• [Problem details]:
Output the data below exactly as it is, dropping the pictures from your copy.

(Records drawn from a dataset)
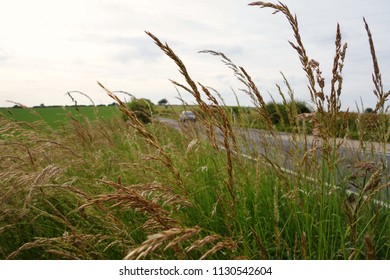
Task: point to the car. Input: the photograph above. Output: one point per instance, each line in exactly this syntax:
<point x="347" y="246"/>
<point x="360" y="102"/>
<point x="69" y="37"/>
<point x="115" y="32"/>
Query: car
<point x="187" y="116"/>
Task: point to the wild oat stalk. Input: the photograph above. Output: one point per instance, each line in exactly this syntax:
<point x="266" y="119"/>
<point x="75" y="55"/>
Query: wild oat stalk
<point x="149" y="138"/>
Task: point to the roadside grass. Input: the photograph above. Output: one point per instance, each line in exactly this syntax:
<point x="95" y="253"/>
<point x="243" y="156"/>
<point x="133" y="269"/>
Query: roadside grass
<point x="110" y="189"/>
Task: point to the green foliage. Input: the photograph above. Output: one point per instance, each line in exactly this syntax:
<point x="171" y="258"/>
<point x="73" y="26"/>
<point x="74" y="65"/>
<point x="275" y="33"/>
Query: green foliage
<point x="143" y="109"/>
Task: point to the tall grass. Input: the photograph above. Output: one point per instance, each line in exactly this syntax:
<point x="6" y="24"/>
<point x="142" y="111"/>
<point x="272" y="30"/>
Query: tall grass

• [Reply]:
Task: point to the car. Input: the photograph above. Output: one point per instance, each line in exactly this syntax:
<point x="347" y="246"/>
<point x="360" y="102"/>
<point x="69" y="37"/>
<point x="115" y="32"/>
Query: car
<point x="187" y="116"/>
Task: point to the wild oat stalk. Input: the photograph above. Output: one point per instance, each line in exactly this syntax:
<point x="266" y="119"/>
<point x="75" y="55"/>
Query: wild oat stalk
<point x="149" y="138"/>
Task: point to the roadside grass. Input: the photograph above. Output: one point per instance, each line in exactly this syntax:
<point x="95" y="253"/>
<point x="243" y="156"/>
<point x="133" y="269"/>
Query: roadside grass
<point x="110" y="189"/>
Task: point to the green foliage. Input: the photograph above. Output: one point per instance, each line in exactly this syntax:
<point x="171" y="258"/>
<point x="73" y="26"/>
<point x="74" y="65"/>
<point x="275" y="33"/>
Query: green foliage
<point x="143" y="109"/>
Task: point to the tall grass. Input: the photograph above. Output: one point per instance, each line in exactly this syntax:
<point x="6" y="24"/>
<point x="142" y="111"/>
<point x="272" y="30"/>
Query: tall grass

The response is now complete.